TWOJE INSTRUKCJE:
Czy możesz ułożyć całe poniższe zestawienie w listę numerowaną, pomijając puste wiersze?
-=-=-=-=-
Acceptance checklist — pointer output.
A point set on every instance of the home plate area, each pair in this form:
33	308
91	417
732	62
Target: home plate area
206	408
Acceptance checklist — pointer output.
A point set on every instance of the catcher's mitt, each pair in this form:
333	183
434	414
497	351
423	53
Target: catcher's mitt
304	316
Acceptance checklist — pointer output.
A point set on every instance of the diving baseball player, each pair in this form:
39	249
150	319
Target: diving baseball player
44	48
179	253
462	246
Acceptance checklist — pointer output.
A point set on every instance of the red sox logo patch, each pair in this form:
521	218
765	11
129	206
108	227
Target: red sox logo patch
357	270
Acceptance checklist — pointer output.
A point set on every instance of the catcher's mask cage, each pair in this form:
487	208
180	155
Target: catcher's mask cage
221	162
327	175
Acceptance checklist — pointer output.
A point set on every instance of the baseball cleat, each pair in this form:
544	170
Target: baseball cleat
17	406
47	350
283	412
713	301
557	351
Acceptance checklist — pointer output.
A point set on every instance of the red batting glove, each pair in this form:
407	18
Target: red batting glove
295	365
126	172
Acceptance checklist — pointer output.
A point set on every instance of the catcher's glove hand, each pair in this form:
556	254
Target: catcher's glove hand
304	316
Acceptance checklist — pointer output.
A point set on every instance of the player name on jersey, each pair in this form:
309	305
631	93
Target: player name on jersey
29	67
-=-=-=-=-
ODPOWIEDŹ NA ZADANIE:
1. Acceptance checklist — pointer output.
2. A point set on every instance of the home plate area, each pair in this form:
3. 33	308
4. 91	417
5. 732	62
6. Target: home plate area
7. 206	408
8. Acceptance checklist — pointer output.
9. A point set on every instance of the catcher's mitt, each pair in this form:
10. 333	183
11. 434	414
12. 497	351
13. 423	53
14. Target: catcher's mitt
15. 304	316
16. Acceptance checklist — pointer output.
17. A point set on every instance of the diving baseball player, each pair in this form:
18. 39	249
19. 150	319
20. Target: diving baseball player
21. 44	48
22. 179	253
23. 462	246
24. Acceptance checklist — pointer output.
25. A point set on every instance of the red sox logo patch, each pair in this form:
26. 521	218
27. 765	11
28. 129	206
29. 108	227
30. Target: red sox logo patch
31. 357	270
32. Acceptance checklist — pointer output.
33. A point set on every instance of the catcher's mask cage, each pair in this form:
34. 487	208
35. 180	155
36. Target: catcher's mask cage
37. 221	162
38. 327	175
39. Acceptance checklist — pointer output.
40. A point set on every instance of the baseball cleat, each pair in this form:
41. 544	170
42. Target: baseball cleat
43. 17	406
44. 47	350
45. 283	412
46. 713	301
47. 557	351
48. Acceptance checklist — pointer output.
49. A point set on every instance of the red batting glove, each pair in this form:
50. 407	18
51. Target: red batting glove
52. 295	365
53. 126	172
54. Acceptance checklist — pointer output.
55. A point set on every instance of the catcher's glove hand, each pair in this form:
56. 556	254
57. Target: catcher's glove hand
58. 304	316
59. Acceptance checklist — pointer output.
60. A point set on every instance of the player name on jersey, each pair in this form:
61. 309	305
62. 631	93
63. Target: player name on jersey
64. 29	67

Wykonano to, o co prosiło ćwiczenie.